Selected extract:
+---+
The Designers Republic, which was in on the act, designed the album art for his new record Syro, creating a deliberately confusing piece of anti-design.
Damon Albarn made his return with solo record Everyday Robots, working with artist and art director Aitor Throup on the project.
We caught up with Throup who talked us through their collaboration and in particular the Everyday Robots video.
The Best Art Vinyl Award went to White Lies, Big TV, which was art directed by Gerard Saint and Markus Karlsson using a painting by Michael Kagen.
We also had an excuse to show some evocative images from the jazz age thanks to the publishing of the first illustrated history of Blue Note Records. There were some beautiful photographs and illustrations to be found and some revealing stories about the designers and art directors behind each project.
Other modern classics re-surfaced as touring exhibition For The Record saw independent record label founders, artists and designers choose their favourite 7” album art from the 1960s to the present day.
We used the opportunity to ask some of you what your favourite record cover art of all time is.
The ever popular Secret 7” exhibitionmade a welcome return and this year featured album art by the likes of Jake and Dinos Chapman, Sir Anthony Gormley, and Sir Paul Smith and Wilfrid Wood (Bryan Ferry sculpture shown below).
+---+
Problems to work on:
- A) In the album art roundup, who art directed White Lies' Big TV?
- B) Reproduce the stretch of the album art roundup from "Other modern classics" through "sculpture shown below).".
- C) Summarize the album art roundup in two sentences.
The listing is material separate from the album art roundup.
+---+
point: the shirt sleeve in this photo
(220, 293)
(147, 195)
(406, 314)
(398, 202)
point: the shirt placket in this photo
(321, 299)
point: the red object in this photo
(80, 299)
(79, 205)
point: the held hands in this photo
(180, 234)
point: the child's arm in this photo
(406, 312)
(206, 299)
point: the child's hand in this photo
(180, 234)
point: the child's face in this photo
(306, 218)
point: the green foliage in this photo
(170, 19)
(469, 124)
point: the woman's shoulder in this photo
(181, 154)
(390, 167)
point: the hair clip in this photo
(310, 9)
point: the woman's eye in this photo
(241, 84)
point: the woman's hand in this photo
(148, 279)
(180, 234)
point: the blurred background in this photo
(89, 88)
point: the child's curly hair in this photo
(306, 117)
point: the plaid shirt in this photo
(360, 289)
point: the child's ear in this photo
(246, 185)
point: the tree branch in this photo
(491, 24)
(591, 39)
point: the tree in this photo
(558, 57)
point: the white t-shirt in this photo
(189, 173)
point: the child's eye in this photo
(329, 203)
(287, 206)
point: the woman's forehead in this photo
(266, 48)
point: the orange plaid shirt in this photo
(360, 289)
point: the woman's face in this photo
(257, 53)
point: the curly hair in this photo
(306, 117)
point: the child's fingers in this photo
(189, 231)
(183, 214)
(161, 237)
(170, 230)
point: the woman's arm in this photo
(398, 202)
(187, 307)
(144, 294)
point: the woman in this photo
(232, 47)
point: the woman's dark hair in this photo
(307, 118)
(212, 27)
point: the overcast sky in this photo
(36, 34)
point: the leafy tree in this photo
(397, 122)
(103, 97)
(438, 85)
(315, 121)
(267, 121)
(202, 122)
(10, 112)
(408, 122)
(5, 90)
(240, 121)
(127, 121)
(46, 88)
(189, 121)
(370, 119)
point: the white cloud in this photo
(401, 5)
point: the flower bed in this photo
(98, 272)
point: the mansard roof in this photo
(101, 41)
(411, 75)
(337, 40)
+---+
Expected answers:
- A) Gerard Saint and Markus Karlsson.

- B)
Other modern classics re-surfaced as touring exhibition For The Record saw independent record label founders, artists and designers choose their favourite 7” album art from the 1960s to the present day.
We used the opportunity to ask some of you what your favourite record cover art of all time is.
The ever popular Secret 7” exhibitionmade a welcome return and this year featured album art by the likes of Jake and Dinos Chapman, Sir Anthony Gormley, and Sir Paul Smith and Wilfrid Wood (Bryan Ferry sculpture shown below).

- C) The Designers Republic created deliberately confusing anti-design art for Syro, Damon Albarn worked with art director Aitor Throup on Everyday Robots, and the Best Art Vinyl Award went to White Lies' Big TV. The roundup also covers the first illustrated history of Blue Note Records, the touring exhibition For The Record, and the return of the Secret 7” exhibition.